» TEKSTFRAGMENT
De wintertestdagen zijn dit jaar vanwege het coronavirus gereduceerd van zes naar drie. Dat betekent dat de meeste coureurs slechts anderhalve dag kunnen wennen aan hun nieuwe koets. Max Verstappen maakt zich daar geen zorgen over: "Ik vond zes testdagen vrij veel en tamelijk saai," klinkt het.
Het coronavirus zorgt wereldwijd voor grote uitdagingen. Zo ook op het gebied van sport. Met name internationale sporten hebben regelmatig een lastige puzzel op te lossen, omdat reizen vandaag de dag vaak lastig is. In het kader hiervan heeft de Formule 1 daarom besloten om de testdagen - die plaatsvinden op 12, 13 en 14 maart - dit jaar te verplaatsen naar Bahrein. Dit omdat hier op zondag 28 maart ook de eerste race van het seizoen wordt verreden. Normaliter worden deze testdagen verreden op het Circuit de Barcelona-Catalunya in Spanje.
Doorgaans bestaan de wintertests uit zes dagen, verdeeld over twee weken. In het kader van tijd- en kostenbesparing is dit teruggebracht naar drie. In de praktijk zal dit in de meeste gevallen betekenen dat iedere coureur anderhalve dag achter het stuur toegewezen krijgt. In principe weinig, maar niet voor iedereen een probleem. "Anderhalve dag per coureur is niet veel, maar dat vind ik prima," wordt Verstappen geciteerd door zijn eigen website. "Ik vond zes testdagen vrij veel en tamelijk saai, omdat er weinig spanning is."

Datasetitems
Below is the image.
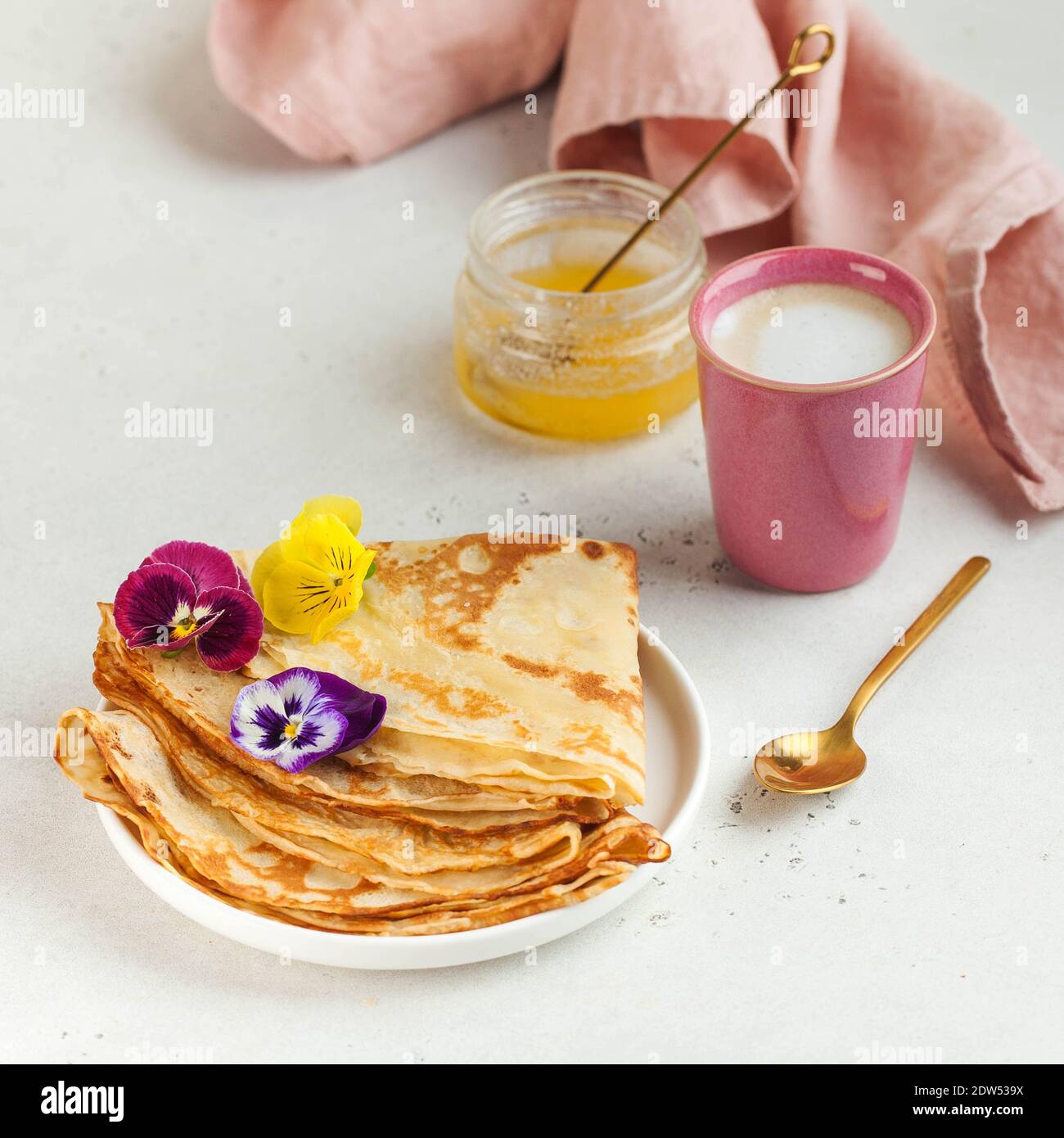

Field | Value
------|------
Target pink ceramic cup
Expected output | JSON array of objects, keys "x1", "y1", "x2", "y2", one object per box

[{"x1": 691, "y1": 246, "x2": 936, "y2": 593}]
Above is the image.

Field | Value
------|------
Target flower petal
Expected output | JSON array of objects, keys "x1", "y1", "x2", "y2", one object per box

[
  {"x1": 141, "y1": 542, "x2": 240, "y2": 593},
  {"x1": 237, "y1": 566, "x2": 255, "y2": 596},
  {"x1": 263, "y1": 561, "x2": 333, "y2": 635},
  {"x1": 270, "y1": 668, "x2": 326, "y2": 718},
  {"x1": 307, "y1": 671, "x2": 388, "y2": 751},
  {"x1": 311, "y1": 542, "x2": 376, "y2": 644},
  {"x1": 196, "y1": 585, "x2": 263, "y2": 671},
  {"x1": 228, "y1": 668, "x2": 387, "y2": 773},
  {"x1": 281, "y1": 513, "x2": 362, "y2": 575},
  {"x1": 273, "y1": 708, "x2": 347, "y2": 774},
  {"x1": 251, "y1": 542, "x2": 285, "y2": 604},
  {"x1": 115, "y1": 564, "x2": 196, "y2": 648},
  {"x1": 292, "y1": 494, "x2": 362, "y2": 537}
]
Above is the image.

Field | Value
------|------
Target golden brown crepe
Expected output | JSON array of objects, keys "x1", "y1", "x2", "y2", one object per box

[
  {"x1": 57, "y1": 535, "x2": 670, "y2": 936},
  {"x1": 233, "y1": 534, "x2": 645, "y2": 806},
  {"x1": 57, "y1": 709, "x2": 664, "y2": 933},
  {"x1": 93, "y1": 604, "x2": 609, "y2": 832}
]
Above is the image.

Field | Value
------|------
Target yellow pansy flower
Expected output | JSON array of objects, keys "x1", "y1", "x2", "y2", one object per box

[{"x1": 251, "y1": 494, "x2": 376, "y2": 644}]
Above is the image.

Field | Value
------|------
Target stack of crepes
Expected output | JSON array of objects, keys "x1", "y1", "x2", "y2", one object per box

[{"x1": 57, "y1": 535, "x2": 670, "y2": 934}]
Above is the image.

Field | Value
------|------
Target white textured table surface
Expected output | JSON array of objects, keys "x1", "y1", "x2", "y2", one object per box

[{"x1": 0, "y1": 0, "x2": 1064, "y2": 1063}]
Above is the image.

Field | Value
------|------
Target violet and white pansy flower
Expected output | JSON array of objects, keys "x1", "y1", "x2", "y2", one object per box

[
  {"x1": 228, "y1": 668, "x2": 388, "y2": 774},
  {"x1": 115, "y1": 542, "x2": 263, "y2": 671}
]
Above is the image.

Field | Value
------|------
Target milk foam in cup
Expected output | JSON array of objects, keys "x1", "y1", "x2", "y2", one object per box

[
  {"x1": 709, "y1": 281, "x2": 913, "y2": 383},
  {"x1": 691, "y1": 246, "x2": 936, "y2": 592}
]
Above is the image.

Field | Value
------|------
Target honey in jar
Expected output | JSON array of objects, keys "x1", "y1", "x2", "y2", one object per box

[{"x1": 454, "y1": 171, "x2": 706, "y2": 440}]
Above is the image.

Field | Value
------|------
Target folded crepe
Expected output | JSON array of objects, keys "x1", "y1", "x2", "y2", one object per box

[
  {"x1": 93, "y1": 604, "x2": 610, "y2": 832},
  {"x1": 57, "y1": 535, "x2": 670, "y2": 936},
  {"x1": 233, "y1": 534, "x2": 645, "y2": 806},
  {"x1": 56, "y1": 708, "x2": 668, "y2": 934}
]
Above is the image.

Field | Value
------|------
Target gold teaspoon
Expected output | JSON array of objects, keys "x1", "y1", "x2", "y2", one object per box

[{"x1": 753, "y1": 558, "x2": 990, "y2": 794}]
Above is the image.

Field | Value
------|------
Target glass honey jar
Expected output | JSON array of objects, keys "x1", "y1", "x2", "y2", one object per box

[{"x1": 454, "y1": 171, "x2": 706, "y2": 440}]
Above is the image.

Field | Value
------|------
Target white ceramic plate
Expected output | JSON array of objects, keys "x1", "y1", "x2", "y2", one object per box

[{"x1": 97, "y1": 626, "x2": 709, "y2": 969}]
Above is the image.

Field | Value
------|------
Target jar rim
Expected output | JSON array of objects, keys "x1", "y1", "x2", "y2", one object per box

[{"x1": 467, "y1": 169, "x2": 705, "y2": 307}]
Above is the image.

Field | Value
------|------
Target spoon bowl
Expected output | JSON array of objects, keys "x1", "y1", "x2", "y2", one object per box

[
  {"x1": 753, "y1": 721, "x2": 867, "y2": 794},
  {"x1": 753, "y1": 558, "x2": 990, "y2": 794}
]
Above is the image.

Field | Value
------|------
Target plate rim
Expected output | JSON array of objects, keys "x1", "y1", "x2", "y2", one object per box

[{"x1": 94, "y1": 622, "x2": 710, "y2": 969}]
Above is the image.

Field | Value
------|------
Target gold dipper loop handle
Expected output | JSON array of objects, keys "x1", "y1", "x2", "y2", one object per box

[
  {"x1": 580, "y1": 24, "x2": 836, "y2": 292},
  {"x1": 839, "y1": 558, "x2": 990, "y2": 727},
  {"x1": 776, "y1": 24, "x2": 836, "y2": 79}
]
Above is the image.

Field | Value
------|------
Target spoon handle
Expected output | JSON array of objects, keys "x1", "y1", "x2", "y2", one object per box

[{"x1": 840, "y1": 558, "x2": 990, "y2": 726}]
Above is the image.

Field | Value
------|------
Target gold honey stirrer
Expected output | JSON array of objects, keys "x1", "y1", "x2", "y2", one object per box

[{"x1": 580, "y1": 24, "x2": 836, "y2": 292}]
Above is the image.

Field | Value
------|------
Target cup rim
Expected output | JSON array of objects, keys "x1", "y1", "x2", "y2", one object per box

[{"x1": 688, "y1": 245, "x2": 938, "y2": 395}]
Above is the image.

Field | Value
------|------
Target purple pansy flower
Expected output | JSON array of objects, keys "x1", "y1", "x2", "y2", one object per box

[
  {"x1": 228, "y1": 668, "x2": 388, "y2": 774},
  {"x1": 115, "y1": 542, "x2": 263, "y2": 671}
]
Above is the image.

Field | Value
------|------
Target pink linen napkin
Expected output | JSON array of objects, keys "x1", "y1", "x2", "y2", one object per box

[{"x1": 210, "y1": 0, "x2": 1064, "y2": 510}]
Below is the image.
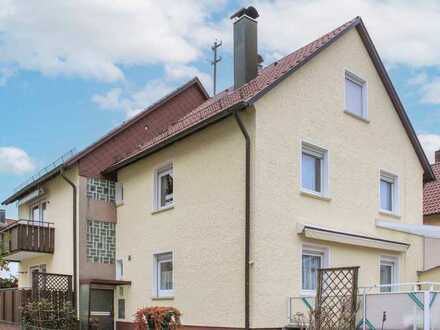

» VRAGEN
1. Geef voor elke bewering aan of die klopt met de tekst over de wintertests, en citeer letterlijk de woorden uit de tekst die de doorslag geven.
(a) De testdagen worden dit jaar in Bahrein gehouden.
(b) De eerste race van het seizoen wordt op zaterdag 28 maart verreden.
(c) Verstappen vindt anderhalve dag per coureur een probleem.
2. Neem uit de tekst over de wintertests het stuk van "De wintertestdagen zijn" tot en met "Barcelona-Catalunya in Spanje." woordelijk over.
3. Op welk circuit worden de testdagen volgens de tekst over de wintertests normaal gesproken verreden?

» UITWERKINGEN
1.
(a) Ja: "dit jaar te verplaatsen naar Bahrein"
(b) Nee: "hier op zondag 28 maart ook de eerste race van het seizoen wordt verreden"
(c) Nee: "Anderhalve dag per coureur is niet veel, maar dat vind ik prima"

2.
De wintertestdagen zijn dit jaar vanwege het coronavirus gereduceerd van zes naar drie. Dat betekent dat de meeste coureurs slechts anderhalve dag kunnen wennen aan hun nieuwe koets. Max Verstappen maakt zich daar geen zorgen over: "Ik vond zes testdagen vrij veel en tamelijk saai," klinkt het.
Het coronavirus zorgt wereldwijd voor grote uitdagingen. Zo ook op het gebied van sport. Met name internationale sporten hebben regelmatig een lastige puzzel op te lossen, omdat reizen vandaag de dag vaak lastig is. In het kader hiervan heeft de Formule 1 daarom besloten om de testdagen - die plaatsvinden op 12, 13 en 14 maart - dit jaar te verplaatsen naar Bahrein. Dit omdat hier op zondag 28 maart ook de eerste race van het seizoen wordt verreden. Normaliter worden deze testdagen verreden op het Circuit de Barcelona-Catalunya in Spanje.

3. Op het Circuit de Barcelona-Catalunya in Spanje.